Thanks BC.  I am still thinking resolve would be best, my only hold up is my computer.  It just does not have the juice needed. 

I was looking at the new MacBooks; mine is almost 3 years old and could be do for an upgrade.  You think the new release would be worth it?


Yes I do, but it's on the limit.  You can configure it to $3700 if you buy refurbished.   I looked at one last night and man are they skinny.   Obviously I couldn't load software at the apple store (I thought about it) but didn't have any files on me anyway.

You'll probably have to run resolve in a proxy mode when working, then switch over to full for conforming but you have to do that with most machines and nearly all software suites.     Doing 4k in post, especially raw is not for the faint of heart.

If you have a 2010 or 2012 5,1 silver mac these guys in London can bring it up to speed for about $3,500 and you'll need a usb 3 card to run fast external drives.

=====

• [Problems to solve]
A) In the discussion about upgrading a computer for video editing, what price can the new MacBook be configured to if bought refurbished?
B) Find every line in the listing that contains the word "backdrop", treating uppercase and lowercase as different.

=====

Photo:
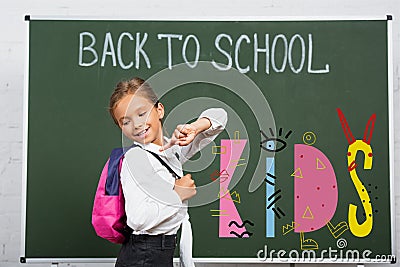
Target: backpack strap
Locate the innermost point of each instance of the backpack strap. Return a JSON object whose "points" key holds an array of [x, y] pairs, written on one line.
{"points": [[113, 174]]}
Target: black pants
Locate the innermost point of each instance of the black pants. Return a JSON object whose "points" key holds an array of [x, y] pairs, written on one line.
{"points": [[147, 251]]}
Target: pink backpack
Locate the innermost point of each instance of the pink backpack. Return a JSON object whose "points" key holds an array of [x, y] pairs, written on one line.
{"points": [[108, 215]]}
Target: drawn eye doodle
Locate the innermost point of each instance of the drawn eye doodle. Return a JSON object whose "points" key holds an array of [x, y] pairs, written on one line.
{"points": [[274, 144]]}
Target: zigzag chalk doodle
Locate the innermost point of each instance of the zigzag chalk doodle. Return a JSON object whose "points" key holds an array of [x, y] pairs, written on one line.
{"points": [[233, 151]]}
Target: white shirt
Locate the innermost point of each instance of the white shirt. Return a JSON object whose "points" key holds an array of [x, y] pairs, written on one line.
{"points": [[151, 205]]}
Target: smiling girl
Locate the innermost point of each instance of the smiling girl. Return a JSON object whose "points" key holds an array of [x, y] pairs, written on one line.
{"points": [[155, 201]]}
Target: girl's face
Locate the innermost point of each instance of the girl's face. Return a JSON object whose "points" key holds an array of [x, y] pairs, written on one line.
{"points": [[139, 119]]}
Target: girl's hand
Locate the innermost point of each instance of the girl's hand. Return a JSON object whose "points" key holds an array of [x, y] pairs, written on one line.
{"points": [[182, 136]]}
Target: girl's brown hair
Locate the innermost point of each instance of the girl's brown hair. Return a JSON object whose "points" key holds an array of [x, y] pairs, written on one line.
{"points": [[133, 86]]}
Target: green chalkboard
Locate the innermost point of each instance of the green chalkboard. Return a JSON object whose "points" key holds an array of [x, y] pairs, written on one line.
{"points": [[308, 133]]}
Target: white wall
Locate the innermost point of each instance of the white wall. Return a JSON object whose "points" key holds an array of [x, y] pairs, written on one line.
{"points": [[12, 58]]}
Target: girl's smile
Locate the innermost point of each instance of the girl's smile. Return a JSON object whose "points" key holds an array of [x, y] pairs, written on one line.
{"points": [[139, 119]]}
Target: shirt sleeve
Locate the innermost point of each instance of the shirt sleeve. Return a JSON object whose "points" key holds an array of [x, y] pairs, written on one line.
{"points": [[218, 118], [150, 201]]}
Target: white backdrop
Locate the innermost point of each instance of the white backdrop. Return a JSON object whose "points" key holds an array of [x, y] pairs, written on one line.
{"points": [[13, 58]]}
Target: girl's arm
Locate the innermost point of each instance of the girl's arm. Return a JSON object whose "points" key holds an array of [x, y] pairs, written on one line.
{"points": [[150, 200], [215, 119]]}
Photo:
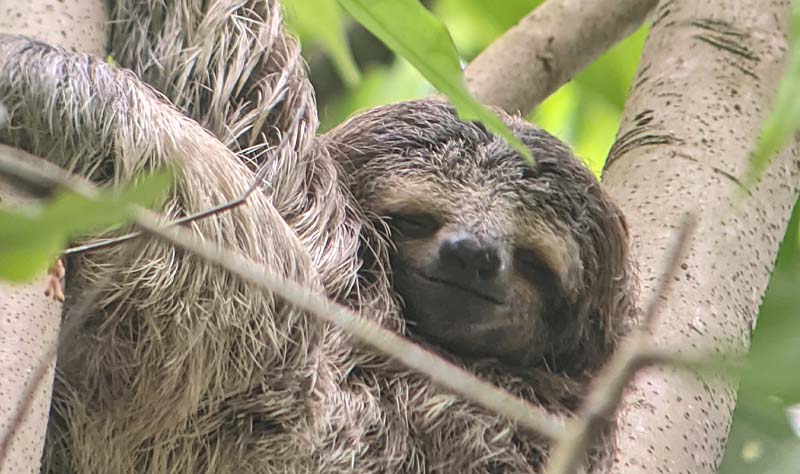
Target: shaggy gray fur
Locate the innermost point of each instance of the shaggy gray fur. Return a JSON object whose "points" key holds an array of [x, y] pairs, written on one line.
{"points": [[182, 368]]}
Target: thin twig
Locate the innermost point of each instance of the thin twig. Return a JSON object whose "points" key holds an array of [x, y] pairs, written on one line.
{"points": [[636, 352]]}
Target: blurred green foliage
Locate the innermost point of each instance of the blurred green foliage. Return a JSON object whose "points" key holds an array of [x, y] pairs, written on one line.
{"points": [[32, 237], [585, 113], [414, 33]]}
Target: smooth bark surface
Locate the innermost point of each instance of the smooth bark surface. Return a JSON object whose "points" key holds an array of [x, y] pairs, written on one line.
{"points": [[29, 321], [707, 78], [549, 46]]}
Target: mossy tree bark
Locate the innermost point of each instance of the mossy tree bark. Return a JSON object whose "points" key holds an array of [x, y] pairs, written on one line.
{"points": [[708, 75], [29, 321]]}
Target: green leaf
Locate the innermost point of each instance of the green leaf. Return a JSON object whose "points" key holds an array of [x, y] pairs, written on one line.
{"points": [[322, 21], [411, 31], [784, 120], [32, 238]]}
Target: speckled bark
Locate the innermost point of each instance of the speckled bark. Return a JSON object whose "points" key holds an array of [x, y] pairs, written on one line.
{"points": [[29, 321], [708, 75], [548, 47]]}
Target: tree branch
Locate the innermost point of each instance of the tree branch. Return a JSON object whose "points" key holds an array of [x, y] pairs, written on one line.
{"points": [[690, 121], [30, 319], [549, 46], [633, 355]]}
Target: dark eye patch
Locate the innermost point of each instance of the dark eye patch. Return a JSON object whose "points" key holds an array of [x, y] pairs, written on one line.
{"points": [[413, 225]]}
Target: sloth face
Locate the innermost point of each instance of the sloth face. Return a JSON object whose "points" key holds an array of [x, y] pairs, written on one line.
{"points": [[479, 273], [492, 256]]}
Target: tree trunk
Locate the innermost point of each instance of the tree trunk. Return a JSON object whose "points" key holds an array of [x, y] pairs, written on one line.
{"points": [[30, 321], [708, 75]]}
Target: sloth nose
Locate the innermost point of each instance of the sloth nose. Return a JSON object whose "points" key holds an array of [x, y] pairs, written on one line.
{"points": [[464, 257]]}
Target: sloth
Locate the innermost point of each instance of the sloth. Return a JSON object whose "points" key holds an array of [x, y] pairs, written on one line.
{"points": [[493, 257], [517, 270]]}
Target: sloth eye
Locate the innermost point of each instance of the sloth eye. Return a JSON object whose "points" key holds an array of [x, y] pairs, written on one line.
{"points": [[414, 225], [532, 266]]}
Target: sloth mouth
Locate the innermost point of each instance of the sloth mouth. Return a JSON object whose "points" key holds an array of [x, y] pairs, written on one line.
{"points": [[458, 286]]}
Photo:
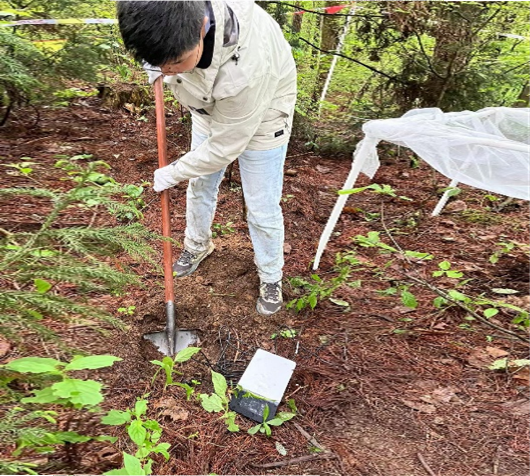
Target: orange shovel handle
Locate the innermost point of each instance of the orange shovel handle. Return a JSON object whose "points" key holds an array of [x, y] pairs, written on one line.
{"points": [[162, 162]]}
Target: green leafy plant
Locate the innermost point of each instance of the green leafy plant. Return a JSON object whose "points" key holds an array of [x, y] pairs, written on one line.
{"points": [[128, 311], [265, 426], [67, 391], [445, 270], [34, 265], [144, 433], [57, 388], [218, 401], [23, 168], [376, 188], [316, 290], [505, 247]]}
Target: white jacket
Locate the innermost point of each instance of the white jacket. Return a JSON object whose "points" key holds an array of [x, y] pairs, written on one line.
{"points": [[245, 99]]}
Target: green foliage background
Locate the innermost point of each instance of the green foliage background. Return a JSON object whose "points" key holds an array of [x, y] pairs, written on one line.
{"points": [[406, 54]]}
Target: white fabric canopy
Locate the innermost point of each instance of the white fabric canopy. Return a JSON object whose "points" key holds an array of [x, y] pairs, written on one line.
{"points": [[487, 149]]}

=====

• [Solutions to each task]
A) $3700.

B)
Target: white backdrop
Locate the innermost point of each instance of the white backdrop. Return a JSON object whose "points" key holds an array of [x, y] pairs, written on one line.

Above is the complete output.